┏━━
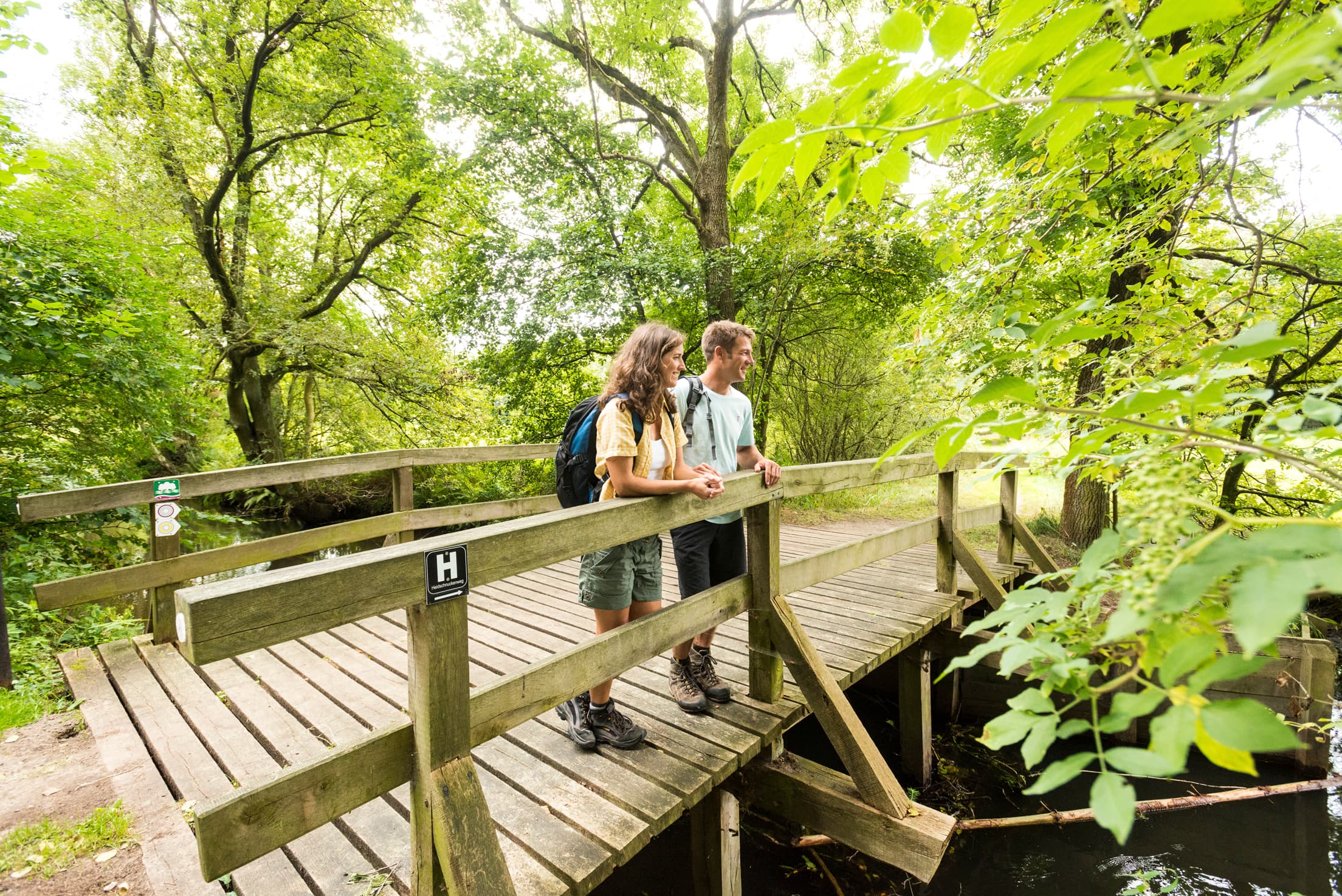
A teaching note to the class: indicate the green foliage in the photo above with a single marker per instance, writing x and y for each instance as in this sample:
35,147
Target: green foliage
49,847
┗━━
┏━━
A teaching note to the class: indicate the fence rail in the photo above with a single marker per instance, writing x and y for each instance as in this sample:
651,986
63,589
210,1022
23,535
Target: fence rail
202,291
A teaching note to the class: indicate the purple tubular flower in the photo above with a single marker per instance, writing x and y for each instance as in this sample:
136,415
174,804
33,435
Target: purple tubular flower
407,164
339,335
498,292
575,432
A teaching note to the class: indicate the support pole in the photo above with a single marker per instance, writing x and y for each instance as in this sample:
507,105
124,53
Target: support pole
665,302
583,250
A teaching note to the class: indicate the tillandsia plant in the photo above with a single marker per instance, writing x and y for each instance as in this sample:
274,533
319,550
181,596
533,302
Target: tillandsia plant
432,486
┗━━
How many of the lines above contain the word "flower"? Reply with the number only.

2